### DIRECTIONS
Express the part of the entries that opens with the line containing "Would you mind marking the brown" and closes with the line containing "(1053, 821)" as a Markdown table. Use a Row column for the row number and a Text column for each line, and leave out blank lines.

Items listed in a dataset
——————————
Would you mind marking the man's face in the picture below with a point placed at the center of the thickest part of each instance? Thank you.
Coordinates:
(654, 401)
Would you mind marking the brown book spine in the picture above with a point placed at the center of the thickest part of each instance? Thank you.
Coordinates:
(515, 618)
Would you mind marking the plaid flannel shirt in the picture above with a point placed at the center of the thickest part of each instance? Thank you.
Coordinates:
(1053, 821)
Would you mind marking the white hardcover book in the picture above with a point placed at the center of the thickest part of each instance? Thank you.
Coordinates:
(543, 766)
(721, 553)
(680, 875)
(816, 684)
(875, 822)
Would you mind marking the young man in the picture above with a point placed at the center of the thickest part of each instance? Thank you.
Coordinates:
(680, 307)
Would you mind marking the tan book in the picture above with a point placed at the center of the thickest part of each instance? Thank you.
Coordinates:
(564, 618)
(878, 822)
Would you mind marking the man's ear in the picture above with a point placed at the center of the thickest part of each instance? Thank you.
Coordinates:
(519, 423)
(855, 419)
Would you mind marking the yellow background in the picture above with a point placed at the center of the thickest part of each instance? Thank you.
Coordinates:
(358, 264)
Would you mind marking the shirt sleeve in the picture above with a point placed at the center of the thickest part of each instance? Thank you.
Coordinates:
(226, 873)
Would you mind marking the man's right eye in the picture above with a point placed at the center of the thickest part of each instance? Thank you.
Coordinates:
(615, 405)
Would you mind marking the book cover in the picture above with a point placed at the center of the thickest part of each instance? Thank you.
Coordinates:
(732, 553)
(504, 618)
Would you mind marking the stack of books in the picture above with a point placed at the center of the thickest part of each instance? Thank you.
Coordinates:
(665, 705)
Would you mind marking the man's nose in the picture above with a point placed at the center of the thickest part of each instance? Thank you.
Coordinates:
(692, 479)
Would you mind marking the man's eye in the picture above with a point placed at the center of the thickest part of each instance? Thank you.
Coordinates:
——————————
### RESULT
| Row | Text |
|---|---|
| 1 | Would you mind marking the brown book spine in the picture above with a point placed at the center of the thickest part of each instance? Thank you. |
| 2 | Coordinates: |
| 3 | (515, 618) |
| 4 | Would you mind marking the plaid flannel shirt in the picture above with a point placed at the center of the thickest part of each instance? Thank you. |
| 5 | Coordinates: |
| 6 | (1053, 821) |